──────── STORED RECORDS ────────

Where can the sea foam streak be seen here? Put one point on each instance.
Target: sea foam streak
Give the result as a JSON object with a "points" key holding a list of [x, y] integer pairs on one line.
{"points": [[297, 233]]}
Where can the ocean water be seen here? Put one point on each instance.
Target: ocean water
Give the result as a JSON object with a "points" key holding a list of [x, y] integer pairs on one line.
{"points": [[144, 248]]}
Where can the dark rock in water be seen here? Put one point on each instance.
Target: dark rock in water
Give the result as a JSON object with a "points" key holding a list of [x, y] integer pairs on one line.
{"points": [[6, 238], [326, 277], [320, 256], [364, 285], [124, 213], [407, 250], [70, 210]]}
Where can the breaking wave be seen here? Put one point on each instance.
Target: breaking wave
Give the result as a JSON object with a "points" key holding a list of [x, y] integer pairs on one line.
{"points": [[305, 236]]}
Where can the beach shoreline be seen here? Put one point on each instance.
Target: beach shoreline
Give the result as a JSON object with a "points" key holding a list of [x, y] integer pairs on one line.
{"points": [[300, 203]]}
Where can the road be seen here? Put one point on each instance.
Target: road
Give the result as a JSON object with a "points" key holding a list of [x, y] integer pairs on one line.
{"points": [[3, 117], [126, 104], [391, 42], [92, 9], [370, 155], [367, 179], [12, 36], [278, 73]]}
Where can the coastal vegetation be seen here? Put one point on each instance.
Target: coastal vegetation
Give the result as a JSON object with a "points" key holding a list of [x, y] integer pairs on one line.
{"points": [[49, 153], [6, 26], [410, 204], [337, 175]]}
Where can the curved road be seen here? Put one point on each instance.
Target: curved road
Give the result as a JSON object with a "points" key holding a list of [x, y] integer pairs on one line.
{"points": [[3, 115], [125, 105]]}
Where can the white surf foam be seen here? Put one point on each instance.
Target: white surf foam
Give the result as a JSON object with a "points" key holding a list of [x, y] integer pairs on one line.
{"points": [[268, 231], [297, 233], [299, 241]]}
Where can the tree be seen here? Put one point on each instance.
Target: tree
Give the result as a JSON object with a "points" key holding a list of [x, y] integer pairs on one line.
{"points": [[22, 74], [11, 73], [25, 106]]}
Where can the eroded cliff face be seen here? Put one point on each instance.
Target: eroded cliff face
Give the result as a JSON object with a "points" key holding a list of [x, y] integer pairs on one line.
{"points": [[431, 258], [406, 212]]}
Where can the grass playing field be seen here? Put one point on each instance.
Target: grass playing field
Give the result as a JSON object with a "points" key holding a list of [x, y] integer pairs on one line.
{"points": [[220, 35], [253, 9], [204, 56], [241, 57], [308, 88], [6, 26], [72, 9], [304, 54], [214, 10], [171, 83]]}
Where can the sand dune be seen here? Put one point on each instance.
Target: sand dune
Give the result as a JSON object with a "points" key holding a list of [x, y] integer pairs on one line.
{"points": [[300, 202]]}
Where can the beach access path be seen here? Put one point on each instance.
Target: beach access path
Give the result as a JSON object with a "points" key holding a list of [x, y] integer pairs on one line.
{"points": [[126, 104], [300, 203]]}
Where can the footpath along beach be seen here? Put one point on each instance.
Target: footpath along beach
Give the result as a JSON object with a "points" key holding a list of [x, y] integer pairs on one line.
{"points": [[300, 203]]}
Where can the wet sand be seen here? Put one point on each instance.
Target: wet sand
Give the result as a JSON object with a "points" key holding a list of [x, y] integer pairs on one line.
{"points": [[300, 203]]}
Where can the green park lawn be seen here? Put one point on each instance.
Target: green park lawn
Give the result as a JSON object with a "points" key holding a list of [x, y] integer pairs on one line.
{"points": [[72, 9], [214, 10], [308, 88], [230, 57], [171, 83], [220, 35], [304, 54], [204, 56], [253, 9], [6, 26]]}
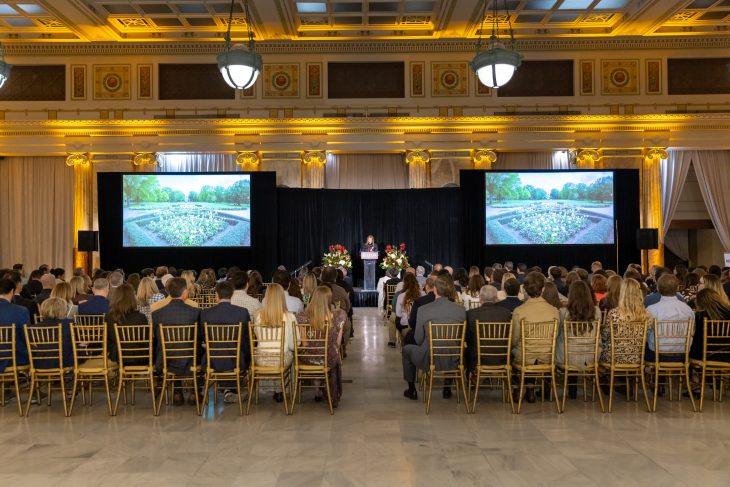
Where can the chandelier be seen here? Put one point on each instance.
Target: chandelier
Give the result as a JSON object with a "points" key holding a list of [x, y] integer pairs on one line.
{"points": [[4, 68], [240, 67], [496, 65]]}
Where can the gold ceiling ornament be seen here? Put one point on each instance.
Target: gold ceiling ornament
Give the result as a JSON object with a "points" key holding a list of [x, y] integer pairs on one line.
{"points": [[587, 156], [144, 159], [658, 153], [418, 156], [77, 159], [484, 157], [315, 156], [248, 158]]}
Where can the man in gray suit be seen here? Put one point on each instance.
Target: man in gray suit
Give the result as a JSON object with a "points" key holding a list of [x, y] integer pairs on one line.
{"points": [[442, 310]]}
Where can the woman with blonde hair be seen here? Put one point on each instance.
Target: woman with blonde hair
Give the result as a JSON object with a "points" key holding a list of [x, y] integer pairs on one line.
{"points": [[81, 291], [148, 293], [273, 314], [318, 314], [630, 308], [193, 287], [309, 284], [64, 291]]}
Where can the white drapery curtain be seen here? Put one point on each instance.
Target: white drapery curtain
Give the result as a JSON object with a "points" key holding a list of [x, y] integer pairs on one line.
{"points": [[36, 212], [366, 171], [674, 174], [713, 175]]}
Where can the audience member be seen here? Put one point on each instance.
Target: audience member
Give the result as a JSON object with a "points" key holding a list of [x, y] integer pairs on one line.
{"points": [[240, 281], [488, 311], [416, 356], [319, 315], [98, 304]]}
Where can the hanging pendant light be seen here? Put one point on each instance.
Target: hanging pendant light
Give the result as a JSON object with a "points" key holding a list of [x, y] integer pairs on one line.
{"points": [[239, 66], [4, 68], [496, 65]]}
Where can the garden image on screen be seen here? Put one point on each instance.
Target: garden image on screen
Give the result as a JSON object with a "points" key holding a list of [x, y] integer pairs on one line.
{"points": [[538, 208], [192, 210]]}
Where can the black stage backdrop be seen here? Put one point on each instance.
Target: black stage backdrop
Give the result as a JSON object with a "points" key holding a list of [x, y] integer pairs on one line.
{"points": [[428, 221], [626, 211], [261, 254]]}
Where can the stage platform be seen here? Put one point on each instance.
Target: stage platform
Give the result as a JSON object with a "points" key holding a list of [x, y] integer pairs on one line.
{"points": [[365, 299]]}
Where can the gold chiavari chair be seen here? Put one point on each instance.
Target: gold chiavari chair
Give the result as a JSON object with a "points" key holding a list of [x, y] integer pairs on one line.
{"points": [[537, 343], [581, 343], [672, 340], [45, 352], [222, 343], [715, 358], [628, 340], [311, 360], [389, 293], [91, 361], [88, 320], [179, 345], [12, 370], [268, 348], [494, 357], [134, 343], [446, 345]]}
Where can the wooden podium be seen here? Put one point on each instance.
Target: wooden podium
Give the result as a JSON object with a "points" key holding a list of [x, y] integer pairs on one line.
{"points": [[369, 260]]}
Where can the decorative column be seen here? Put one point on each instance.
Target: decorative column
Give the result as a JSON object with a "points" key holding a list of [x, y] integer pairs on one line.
{"points": [[419, 168], [313, 163], [651, 203]]}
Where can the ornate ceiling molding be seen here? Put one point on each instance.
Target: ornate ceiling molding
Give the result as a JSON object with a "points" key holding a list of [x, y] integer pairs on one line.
{"points": [[362, 47]]}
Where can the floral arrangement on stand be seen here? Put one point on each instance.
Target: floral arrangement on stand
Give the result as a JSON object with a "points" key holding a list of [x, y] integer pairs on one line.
{"points": [[395, 257], [337, 256]]}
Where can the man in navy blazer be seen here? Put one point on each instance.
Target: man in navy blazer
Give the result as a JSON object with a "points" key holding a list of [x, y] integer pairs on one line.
{"points": [[98, 304], [225, 313], [12, 314]]}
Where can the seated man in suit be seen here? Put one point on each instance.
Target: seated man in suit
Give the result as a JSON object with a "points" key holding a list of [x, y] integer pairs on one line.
{"points": [[176, 313], [487, 312], [13, 314], [225, 313], [441, 310]]}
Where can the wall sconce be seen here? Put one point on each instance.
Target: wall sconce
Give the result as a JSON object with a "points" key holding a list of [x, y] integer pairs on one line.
{"points": [[145, 159], [587, 156], [312, 157], [77, 159], [657, 153], [248, 158], [418, 156], [484, 157]]}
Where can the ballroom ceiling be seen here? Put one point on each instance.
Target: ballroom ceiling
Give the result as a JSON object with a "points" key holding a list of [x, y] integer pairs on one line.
{"points": [[206, 20]]}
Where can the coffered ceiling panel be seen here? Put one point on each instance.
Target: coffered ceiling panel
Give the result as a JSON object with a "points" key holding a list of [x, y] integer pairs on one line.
{"points": [[207, 20]]}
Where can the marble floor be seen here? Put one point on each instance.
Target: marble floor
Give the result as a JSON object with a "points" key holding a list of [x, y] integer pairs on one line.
{"points": [[375, 438]]}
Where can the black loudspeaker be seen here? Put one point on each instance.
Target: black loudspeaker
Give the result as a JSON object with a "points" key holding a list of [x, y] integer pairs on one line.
{"points": [[88, 241], [647, 238]]}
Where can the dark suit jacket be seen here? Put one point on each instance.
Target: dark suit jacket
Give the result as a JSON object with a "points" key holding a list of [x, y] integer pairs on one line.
{"points": [[440, 311], [12, 314], [97, 305], [29, 304], [66, 344], [510, 303], [133, 318], [175, 313], [486, 312], [226, 313]]}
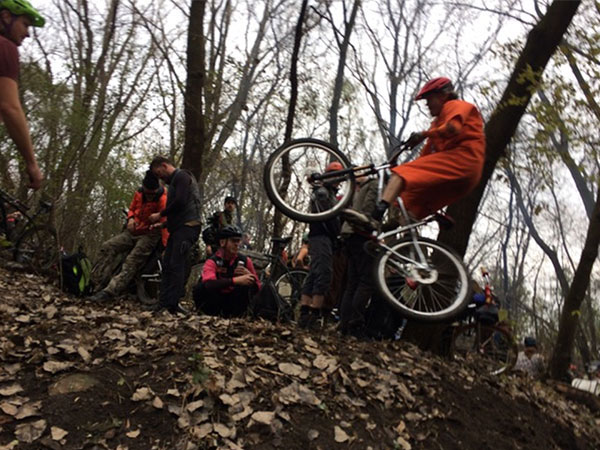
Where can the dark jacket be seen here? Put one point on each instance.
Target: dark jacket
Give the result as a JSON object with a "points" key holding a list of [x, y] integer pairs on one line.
{"points": [[364, 201], [323, 198], [183, 201]]}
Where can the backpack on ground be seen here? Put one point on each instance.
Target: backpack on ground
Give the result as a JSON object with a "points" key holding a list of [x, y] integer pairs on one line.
{"points": [[76, 271]]}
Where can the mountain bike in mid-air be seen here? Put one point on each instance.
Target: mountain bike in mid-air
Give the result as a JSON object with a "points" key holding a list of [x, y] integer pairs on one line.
{"points": [[423, 279]]}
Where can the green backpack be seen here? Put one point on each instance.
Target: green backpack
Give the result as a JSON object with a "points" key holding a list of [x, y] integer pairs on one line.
{"points": [[76, 271]]}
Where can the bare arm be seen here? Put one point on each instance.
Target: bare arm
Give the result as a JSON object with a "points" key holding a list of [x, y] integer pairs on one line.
{"points": [[18, 129]]}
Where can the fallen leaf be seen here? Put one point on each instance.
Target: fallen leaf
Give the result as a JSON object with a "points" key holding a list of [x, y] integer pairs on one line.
{"points": [[76, 382], [264, 417], [400, 427], [141, 394], [85, 355], [340, 435], [290, 369], [56, 366], [202, 431], [223, 430], [229, 400], [8, 408], [133, 434], [242, 414], [12, 389], [28, 410], [312, 435], [158, 403], [193, 406], [29, 432], [58, 433], [403, 443], [297, 393], [115, 334]]}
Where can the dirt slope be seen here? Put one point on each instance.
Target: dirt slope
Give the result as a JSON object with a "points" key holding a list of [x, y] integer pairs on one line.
{"points": [[75, 375]]}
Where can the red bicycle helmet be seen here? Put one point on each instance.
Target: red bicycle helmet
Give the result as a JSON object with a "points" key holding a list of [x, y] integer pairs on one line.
{"points": [[335, 165], [434, 85]]}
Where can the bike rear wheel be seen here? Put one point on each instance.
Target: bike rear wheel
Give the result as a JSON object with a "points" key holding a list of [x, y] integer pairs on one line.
{"points": [[37, 249], [289, 287], [433, 295], [303, 157], [490, 344]]}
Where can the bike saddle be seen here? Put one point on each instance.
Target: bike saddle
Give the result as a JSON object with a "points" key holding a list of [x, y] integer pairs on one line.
{"points": [[446, 222], [284, 240]]}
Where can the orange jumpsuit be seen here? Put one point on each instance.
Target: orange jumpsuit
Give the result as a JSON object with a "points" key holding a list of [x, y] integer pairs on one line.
{"points": [[449, 167]]}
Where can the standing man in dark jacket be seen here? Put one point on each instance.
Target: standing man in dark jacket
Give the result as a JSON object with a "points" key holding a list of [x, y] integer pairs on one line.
{"points": [[360, 285], [321, 237], [183, 222]]}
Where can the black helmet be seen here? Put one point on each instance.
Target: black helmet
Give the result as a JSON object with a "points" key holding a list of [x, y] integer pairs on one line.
{"points": [[229, 231]]}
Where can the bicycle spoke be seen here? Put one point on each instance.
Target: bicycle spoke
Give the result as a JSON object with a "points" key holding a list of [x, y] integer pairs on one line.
{"points": [[424, 291]]}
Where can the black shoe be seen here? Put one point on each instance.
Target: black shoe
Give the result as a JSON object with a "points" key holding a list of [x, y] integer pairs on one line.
{"points": [[179, 310], [100, 296], [304, 316], [314, 320], [155, 307]]}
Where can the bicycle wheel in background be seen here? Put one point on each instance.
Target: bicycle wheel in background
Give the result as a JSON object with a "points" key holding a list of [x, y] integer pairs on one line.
{"points": [[37, 249], [289, 287], [489, 344], [305, 157], [433, 295]]}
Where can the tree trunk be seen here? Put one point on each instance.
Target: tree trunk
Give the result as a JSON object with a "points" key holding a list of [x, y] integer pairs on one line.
{"points": [[541, 43], [339, 78], [289, 123], [195, 130], [569, 318]]}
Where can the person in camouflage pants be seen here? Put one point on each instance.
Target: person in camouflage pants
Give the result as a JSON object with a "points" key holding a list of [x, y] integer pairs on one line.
{"points": [[137, 239]]}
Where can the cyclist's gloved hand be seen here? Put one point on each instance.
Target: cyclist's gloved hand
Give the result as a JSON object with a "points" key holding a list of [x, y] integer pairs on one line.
{"points": [[414, 139]]}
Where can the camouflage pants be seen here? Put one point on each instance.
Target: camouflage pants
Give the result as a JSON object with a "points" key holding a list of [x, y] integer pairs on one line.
{"points": [[137, 249]]}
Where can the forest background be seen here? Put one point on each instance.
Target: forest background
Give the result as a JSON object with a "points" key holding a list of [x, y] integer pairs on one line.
{"points": [[210, 83]]}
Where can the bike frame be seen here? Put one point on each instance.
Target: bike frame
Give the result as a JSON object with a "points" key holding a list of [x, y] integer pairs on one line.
{"points": [[380, 171], [6, 198]]}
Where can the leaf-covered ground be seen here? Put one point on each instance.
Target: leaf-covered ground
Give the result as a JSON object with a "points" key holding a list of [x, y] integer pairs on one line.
{"points": [[77, 375]]}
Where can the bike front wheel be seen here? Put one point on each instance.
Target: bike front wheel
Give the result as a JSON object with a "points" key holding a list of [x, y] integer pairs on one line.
{"points": [[435, 293], [37, 249], [491, 345], [286, 178]]}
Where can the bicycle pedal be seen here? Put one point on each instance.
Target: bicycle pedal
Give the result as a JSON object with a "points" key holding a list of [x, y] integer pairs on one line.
{"points": [[412, 283]]}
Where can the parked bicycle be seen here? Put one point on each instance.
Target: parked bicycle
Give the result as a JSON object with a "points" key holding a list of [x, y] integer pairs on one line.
{"points": [[27, 239], [481, 336], [287, 281], [421, 278]]}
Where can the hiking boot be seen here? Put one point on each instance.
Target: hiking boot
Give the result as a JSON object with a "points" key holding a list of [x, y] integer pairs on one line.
{"points": [[360, 220], [303, 316], [100, 296], [179, 310]]}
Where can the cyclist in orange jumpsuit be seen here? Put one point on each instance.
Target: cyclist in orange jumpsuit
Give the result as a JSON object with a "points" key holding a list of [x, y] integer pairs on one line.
{"points": [[451, 161]]}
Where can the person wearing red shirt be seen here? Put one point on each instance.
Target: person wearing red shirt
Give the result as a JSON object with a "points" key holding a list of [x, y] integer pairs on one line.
{"points": [[138, 239], [450, 163], [16, 16], [229, 279]]}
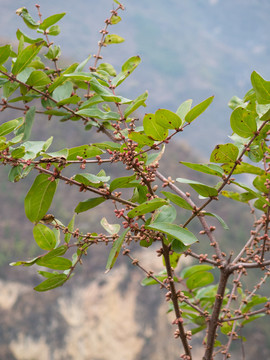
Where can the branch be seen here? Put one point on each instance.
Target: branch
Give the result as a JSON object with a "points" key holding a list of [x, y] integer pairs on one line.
{"points": [[201, 218], [174, 297]]}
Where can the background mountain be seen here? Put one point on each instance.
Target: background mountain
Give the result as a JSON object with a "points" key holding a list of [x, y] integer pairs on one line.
{"points": [[189, 49]]}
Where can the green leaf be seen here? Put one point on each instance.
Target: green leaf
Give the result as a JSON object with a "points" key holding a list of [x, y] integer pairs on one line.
{"points": [[243, 168], [152, 129], [91, 179], [257, 195], [84, 151], [177, 232], [27, 18], [242, 197], [47, 274], [199, 280], [167, 119], [71, 100], [55, 263], [44, 237], [224, 225], [191, 270], [128, 67], [52, 282], [261, 88], [55, 253], [140, 138], [139, 101], [4, 53], [96, 99], [35, 148], [243, 122], [108, 68], [235, 102], [178, 247], [25, 263], [210, 169], [121, 182], [98, 114], [70, 229], [88, 204], [184, 108], [39, 198], [26, 128], [147, 207], [107, 145], [49, 21], [26, 38], [26, 56], [106, 94], [63, 91], [177, 200], [113, 39], [115, 250], [54, 53], [9, 126], [203, 190], [165, 213], [224, 153], [198, 109], [39, 80], [110, 228]]}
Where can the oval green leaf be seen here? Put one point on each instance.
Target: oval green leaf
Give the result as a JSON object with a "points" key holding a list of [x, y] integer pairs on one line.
{"points": [[177, 200], [51, 283], [39, 198], [147, 207], [224, 153], [198, 109], [177, 232], [167, 119], [201, 189], [44, 237], [152, 129], [243, 122]]}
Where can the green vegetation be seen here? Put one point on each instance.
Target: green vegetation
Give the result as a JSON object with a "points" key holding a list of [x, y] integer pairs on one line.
{"points": [[120, 170]]}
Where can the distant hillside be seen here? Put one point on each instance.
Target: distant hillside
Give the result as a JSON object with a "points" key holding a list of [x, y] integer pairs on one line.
{"points": [[190, 49]]}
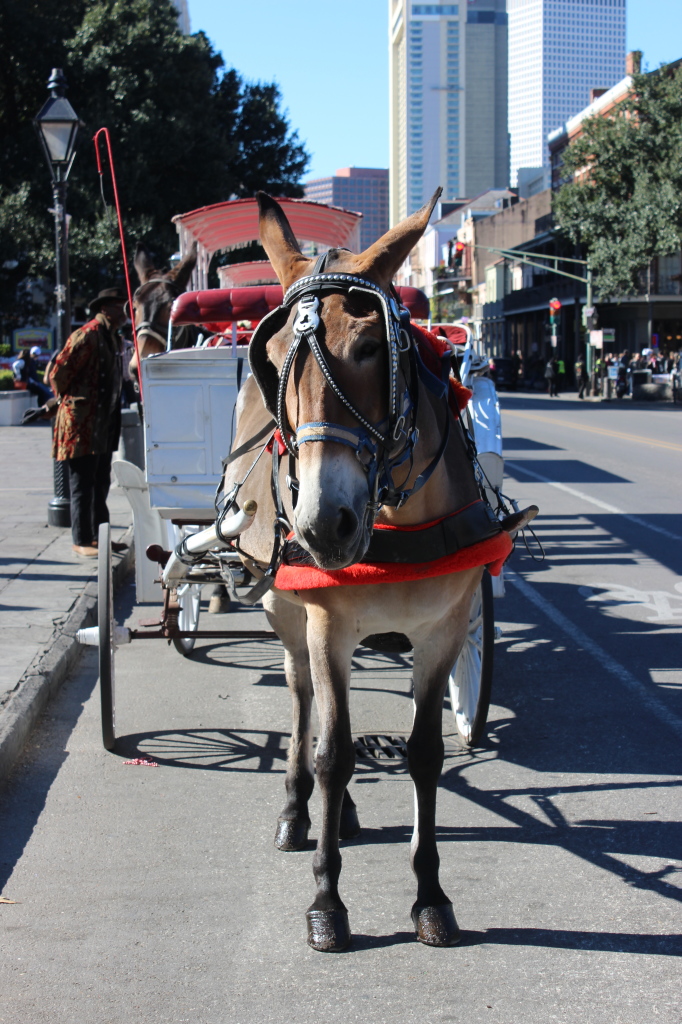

────────

# [EXERCISE DETAILS]
Starting with the line that contains "Where can the distant" and going on through the end of the lines, write all of these lines out again, requests included, with every point coordinate in the answers multiplied by 1.15 and rounded to the nearest whole number, halves rounding up. Leave the pictures out of your answer.

# [SOLUTION TO THE EXERCISE]
Where can the distant hillside be seen here? Put one point on each instance.
Target: distant hillside
Give the result as a JSON object with a "points" key holding a list of [x, y] integer pairs on one line.
{"points": [[219, 56]]}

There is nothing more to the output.